Given task 1 - Which bug number does the mailing-list post about PyXML's HTML DOM give for its first broken example?
Given task 2 - Which lines in the rows contain the word "arched"? Select and copy each one.

** Start of Excerpted passage **

[XML-SIG] Anybody using PyXML (4DOM) HTML DOM?

Mon Aug 25 18:33:05 EDT 2003

Does anybody use PyXML's (4DOM's) HTML DOM implementation (including the
implementors themselves)?

A couple of examples where it looks clearly broken, which makes me suspect
nobody but me is using it:

1. HTMLDocument.getElementsByTagName doesn't work at all for lower-case
attribute values (SF bug 782470):

#!/usr/bin/env python

from xml.dom.ext.reader import HtmlLib

doc = HtmlLib.FromHtml("""<html><head><title></title></head><body>
<form name="blah"></form>
</body></html>""")

# HTMLElement.getAttribute uppercases the name, but it was *stored*
# in lower case, so both fail.
print repr(doc.getElementsByName("blah"))
print repr(doc.getElementsByName("BLAH"))

I don't know how this should be fixed: case issues in HTML DOM seem
horribly complicated.

2. HTMLInputElement._get_type capitalisation is wrong.

xml/dom/html/HTMLInputElement.py says:

|     def _get_type(self):
|         return string.capitalize(self.getAttribute('TYPE'))

HTML DOM level 2 spec says:

| The type of control created (all lower case). See the type attribute
                               ^^^^^^^^^^^^^^
| definition in HTML 4.01.

John

** End of Excerpted passage **
** Start of Data entries **

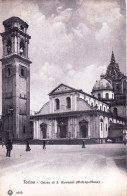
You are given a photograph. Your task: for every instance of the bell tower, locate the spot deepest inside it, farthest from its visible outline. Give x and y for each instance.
(15, 80)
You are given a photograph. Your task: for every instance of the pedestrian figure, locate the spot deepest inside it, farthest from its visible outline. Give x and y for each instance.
(27, 146)
(44, 144)
(83, 143)
(9, 148)
(2, 144)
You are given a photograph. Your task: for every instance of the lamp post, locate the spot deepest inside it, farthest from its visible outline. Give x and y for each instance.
(10, 113)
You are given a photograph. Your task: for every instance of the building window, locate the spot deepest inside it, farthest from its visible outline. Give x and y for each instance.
(107, 96)
(115, 111)
(117, 88)
(68, 102)
(124, 87)
(106, 127)
(8, 71)
(22, 72)
(22, 47)
(101, 124)
(57, 104)
(9, 46)
(99, 96)
(24, 129)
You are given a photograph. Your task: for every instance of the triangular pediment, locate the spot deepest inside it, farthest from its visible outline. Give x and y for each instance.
(62, 88)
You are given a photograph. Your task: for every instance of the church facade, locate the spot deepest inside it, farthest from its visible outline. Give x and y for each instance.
(72, 113)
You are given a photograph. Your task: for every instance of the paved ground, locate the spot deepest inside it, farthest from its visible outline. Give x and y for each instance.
(65, 170)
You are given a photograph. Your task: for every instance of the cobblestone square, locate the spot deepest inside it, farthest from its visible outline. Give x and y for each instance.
(65, 169)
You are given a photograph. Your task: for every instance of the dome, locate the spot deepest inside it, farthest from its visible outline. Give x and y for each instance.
(102, 84)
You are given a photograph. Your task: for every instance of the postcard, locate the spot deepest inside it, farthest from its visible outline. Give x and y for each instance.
(63, 88)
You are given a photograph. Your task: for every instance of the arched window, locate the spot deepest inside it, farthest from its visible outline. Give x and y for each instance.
(57, 104)
(68, 102)
(22, 72)
(22, 47)
(24, 129)
(115, 111)
(9, 46)
(106, 127)
(117, 88)
(124, 87)
(110, 122)
(92, 104)
(101, 121)
(8, 71)
(107, 96)
(99, 96)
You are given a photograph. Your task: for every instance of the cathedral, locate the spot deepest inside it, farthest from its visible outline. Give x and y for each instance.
(74, 114)
(15, 80)
(70, 113)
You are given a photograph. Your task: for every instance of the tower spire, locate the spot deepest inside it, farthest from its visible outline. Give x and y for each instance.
(112, 58)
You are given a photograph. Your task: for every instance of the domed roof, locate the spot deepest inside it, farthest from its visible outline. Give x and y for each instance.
(102, 84)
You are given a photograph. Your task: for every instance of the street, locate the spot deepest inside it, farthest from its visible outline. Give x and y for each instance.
(62, 169)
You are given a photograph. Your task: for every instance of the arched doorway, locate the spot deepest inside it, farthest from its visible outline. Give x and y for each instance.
(44, 130)
(62, 125)
(83, 129)
(63, 131)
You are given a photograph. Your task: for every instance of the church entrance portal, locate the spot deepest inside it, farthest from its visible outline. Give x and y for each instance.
(62, 127)
(44, 130)
(83, 129)
(84, 132)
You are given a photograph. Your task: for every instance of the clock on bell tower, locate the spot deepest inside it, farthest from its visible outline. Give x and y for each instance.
(15, 80)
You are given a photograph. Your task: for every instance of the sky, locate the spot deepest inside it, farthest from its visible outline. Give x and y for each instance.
(71, 41)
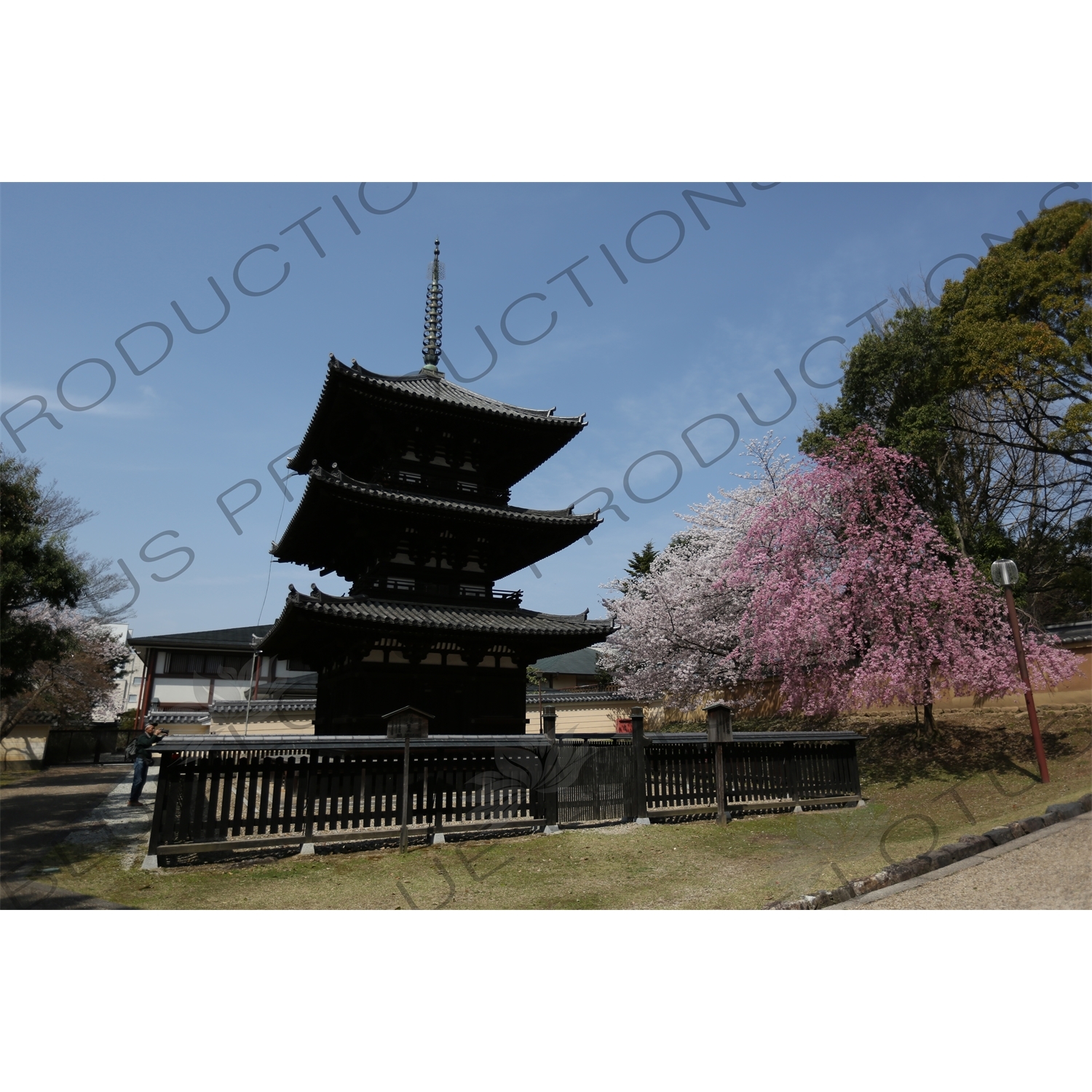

** End of Data entries **

Correct answer 1 - SF bug 782470

Correct answer 2 -
You are given a photograph. Your task: for every instance of the arched window, locate the spot deepest inside it, farthest from its visible outline. Give x and y for each instance.
You are given a photograph. Your task: for every instance of the arched doorway, locate the spot deepest inside it, farthest from its visible outline. Give x and y for each instance.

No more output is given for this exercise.